▸ Problem to work on
Reproduce the stretch of the ZFS setup tutorial starting at "I will not be" and ending at "a guide here.", word for word.

▸ Page extract
Setting up a basic Linux ZFS instance

Fri 21 June 2013
By Stephen Cripps

In GNU\Linux

tags: linuxzfs

Subscribe: RSS

Flattr this

I will not be talking about setting up ZFS as the root file system, to do so requires some knowledge of your specific distribution, although the site that hosts native ZFS does have a guide here.

Rather I want to talk about how to set up a quick, simple and reliable data store using the ZFS file system that you can use to create hardware redundancy and snapshots.

This tutorial will walk you through building a file system/storage pool with two hard drives in a mirrored configuration.

Hopefully this will introduce you to enough of the commands so that you can do something cool, and eventually cut your teeth on some of the real documentation.

What is ZFS?

To quote Wikipedia's Article,

ZFS is a combined file system and logical volume manager designed by Sun Microsystems.

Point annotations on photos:
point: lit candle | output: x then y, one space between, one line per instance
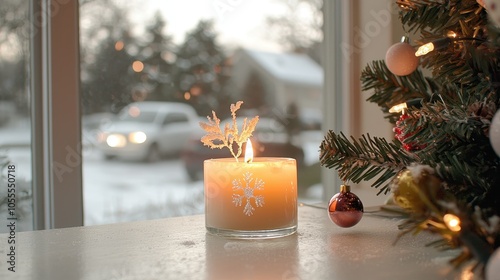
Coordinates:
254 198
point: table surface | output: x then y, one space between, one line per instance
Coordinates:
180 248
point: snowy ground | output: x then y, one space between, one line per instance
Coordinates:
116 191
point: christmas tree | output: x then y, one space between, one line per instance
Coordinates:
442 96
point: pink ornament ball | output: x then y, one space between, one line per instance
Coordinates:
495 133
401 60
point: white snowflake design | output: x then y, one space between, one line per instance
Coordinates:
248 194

==

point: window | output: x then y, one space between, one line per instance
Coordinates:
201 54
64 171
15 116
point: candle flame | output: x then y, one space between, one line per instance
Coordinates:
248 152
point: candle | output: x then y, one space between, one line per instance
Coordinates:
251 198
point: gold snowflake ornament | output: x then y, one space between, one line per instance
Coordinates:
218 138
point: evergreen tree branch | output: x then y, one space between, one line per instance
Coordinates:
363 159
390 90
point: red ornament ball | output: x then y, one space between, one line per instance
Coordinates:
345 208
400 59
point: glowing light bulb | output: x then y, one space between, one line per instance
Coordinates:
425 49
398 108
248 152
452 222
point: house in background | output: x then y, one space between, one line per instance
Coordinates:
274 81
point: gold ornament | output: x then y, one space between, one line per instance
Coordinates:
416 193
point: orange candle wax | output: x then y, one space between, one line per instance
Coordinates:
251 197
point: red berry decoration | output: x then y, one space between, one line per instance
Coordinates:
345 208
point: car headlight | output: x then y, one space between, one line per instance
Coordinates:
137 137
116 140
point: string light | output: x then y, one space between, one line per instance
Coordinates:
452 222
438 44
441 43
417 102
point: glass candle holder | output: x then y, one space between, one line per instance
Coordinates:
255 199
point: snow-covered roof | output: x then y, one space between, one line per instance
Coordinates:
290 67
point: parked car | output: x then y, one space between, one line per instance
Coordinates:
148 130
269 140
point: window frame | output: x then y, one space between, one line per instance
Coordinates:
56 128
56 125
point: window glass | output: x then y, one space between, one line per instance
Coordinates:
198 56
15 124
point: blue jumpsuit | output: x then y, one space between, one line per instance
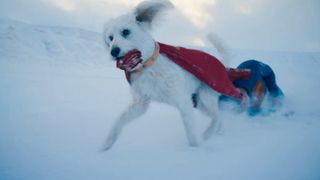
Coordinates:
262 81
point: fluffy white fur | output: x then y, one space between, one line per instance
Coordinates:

==

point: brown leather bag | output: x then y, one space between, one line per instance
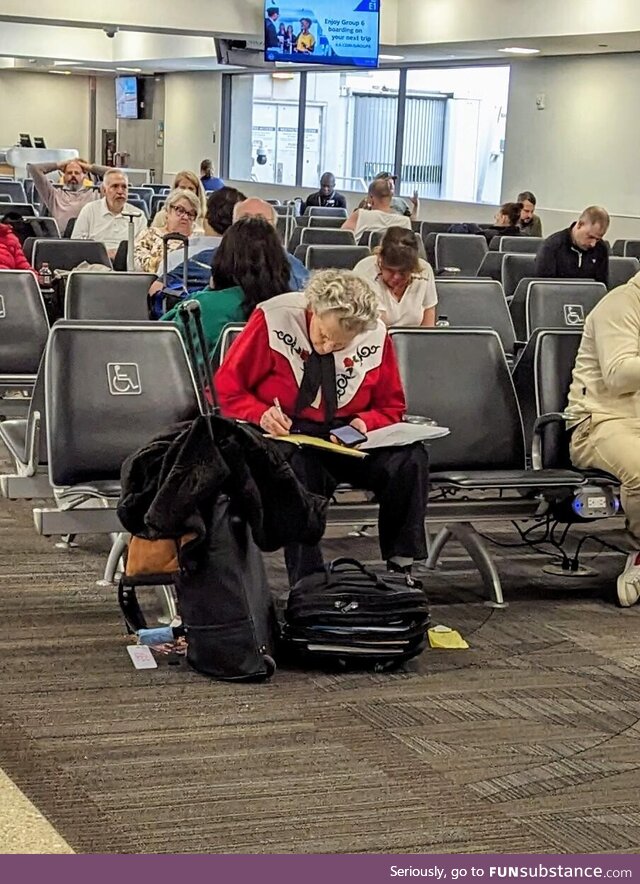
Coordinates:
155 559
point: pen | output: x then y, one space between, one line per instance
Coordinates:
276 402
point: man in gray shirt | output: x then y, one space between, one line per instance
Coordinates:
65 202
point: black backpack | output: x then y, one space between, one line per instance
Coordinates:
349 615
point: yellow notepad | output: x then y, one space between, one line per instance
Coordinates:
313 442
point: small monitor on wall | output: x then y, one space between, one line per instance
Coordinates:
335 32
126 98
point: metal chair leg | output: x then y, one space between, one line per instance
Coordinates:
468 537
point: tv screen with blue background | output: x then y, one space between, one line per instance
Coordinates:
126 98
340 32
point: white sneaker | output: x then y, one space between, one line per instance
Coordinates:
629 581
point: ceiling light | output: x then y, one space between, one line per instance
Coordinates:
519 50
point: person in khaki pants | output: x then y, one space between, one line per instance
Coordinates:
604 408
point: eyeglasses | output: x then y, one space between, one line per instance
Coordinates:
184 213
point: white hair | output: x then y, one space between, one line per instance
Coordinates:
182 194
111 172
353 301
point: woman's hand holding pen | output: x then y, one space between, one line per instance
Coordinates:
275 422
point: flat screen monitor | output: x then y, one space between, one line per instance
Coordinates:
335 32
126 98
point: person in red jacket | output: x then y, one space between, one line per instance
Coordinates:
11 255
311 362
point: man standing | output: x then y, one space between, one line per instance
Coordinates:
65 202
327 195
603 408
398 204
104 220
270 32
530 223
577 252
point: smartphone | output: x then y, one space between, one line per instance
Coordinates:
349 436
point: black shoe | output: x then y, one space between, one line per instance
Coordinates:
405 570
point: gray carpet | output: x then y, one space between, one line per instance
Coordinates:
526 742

▸ Worked answer
I will not be talking about setting up ZFS as the root file system, to do so requires some knowledge of your specific distribution, although the site that hosts native ZFS does have a guide here.